- [Your goal]:
Add 115 to every number in the point coordinates, and write out each line again, the lines without coordinates included. Begin at the line that has "In this exercise you will indicate the water" and stop after the last line of the data.

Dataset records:
|---|

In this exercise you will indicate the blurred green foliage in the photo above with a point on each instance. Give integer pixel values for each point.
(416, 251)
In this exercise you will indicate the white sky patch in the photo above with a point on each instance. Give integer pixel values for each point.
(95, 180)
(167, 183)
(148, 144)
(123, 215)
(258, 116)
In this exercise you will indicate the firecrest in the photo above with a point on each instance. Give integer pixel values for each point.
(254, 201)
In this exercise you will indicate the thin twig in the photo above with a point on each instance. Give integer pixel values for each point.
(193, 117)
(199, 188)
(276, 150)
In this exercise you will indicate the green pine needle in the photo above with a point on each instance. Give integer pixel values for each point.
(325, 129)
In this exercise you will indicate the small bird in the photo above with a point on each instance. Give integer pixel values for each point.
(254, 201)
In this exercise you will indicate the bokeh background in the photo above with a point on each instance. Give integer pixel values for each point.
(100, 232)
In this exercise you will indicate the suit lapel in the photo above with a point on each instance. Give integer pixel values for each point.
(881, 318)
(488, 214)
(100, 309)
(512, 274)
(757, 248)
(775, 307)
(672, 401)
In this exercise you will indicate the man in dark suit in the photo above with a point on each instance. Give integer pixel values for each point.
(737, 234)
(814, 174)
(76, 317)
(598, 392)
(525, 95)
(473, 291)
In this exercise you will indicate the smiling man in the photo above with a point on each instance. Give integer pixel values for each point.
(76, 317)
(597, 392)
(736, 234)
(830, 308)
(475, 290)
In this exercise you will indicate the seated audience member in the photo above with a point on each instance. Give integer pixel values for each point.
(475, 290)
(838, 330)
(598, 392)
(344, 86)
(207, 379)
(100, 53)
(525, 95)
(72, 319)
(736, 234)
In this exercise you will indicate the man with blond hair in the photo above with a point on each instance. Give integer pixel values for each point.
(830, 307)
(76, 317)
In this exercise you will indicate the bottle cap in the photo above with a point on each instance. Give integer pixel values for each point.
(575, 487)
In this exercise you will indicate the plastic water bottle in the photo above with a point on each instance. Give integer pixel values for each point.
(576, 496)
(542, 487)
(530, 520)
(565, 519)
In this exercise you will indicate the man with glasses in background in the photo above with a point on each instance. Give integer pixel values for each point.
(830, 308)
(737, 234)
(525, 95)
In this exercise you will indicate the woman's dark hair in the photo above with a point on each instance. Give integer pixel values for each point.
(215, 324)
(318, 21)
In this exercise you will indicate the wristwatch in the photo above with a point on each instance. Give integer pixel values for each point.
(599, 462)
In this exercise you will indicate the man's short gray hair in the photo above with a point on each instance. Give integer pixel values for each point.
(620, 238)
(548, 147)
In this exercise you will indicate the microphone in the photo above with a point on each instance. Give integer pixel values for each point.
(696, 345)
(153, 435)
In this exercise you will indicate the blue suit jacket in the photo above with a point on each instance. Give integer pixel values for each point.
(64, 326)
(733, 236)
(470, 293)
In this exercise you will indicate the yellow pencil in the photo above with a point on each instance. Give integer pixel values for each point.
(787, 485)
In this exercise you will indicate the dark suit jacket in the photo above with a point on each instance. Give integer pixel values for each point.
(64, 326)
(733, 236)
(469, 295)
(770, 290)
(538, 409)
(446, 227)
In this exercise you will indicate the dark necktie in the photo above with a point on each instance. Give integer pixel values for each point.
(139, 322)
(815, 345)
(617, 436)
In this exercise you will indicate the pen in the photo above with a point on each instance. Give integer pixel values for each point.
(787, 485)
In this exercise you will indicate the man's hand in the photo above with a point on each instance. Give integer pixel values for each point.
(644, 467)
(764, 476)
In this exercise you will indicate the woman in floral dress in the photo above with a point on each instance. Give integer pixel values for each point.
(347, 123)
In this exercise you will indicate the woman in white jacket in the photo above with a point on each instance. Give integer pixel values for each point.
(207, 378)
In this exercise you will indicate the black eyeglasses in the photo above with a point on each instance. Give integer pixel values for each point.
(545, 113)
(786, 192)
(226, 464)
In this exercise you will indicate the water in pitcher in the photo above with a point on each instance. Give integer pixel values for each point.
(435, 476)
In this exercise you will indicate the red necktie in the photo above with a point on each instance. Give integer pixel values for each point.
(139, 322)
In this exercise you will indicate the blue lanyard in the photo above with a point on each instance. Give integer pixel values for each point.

|---|

- [Complete answer]:
In this exercise you will indicate the water in pitcher in the photo above with a point on each instance. Give integer pixel values for each point.
(550, 591)
In this exercise you will indicate the red necktie in the photo above with a point on each instance. Give integer pixel values for each point.
(254, 437)
In this exercise you will indicate the blue lanyard in the photo above with a point on each instance. Give integer pixel values for each point.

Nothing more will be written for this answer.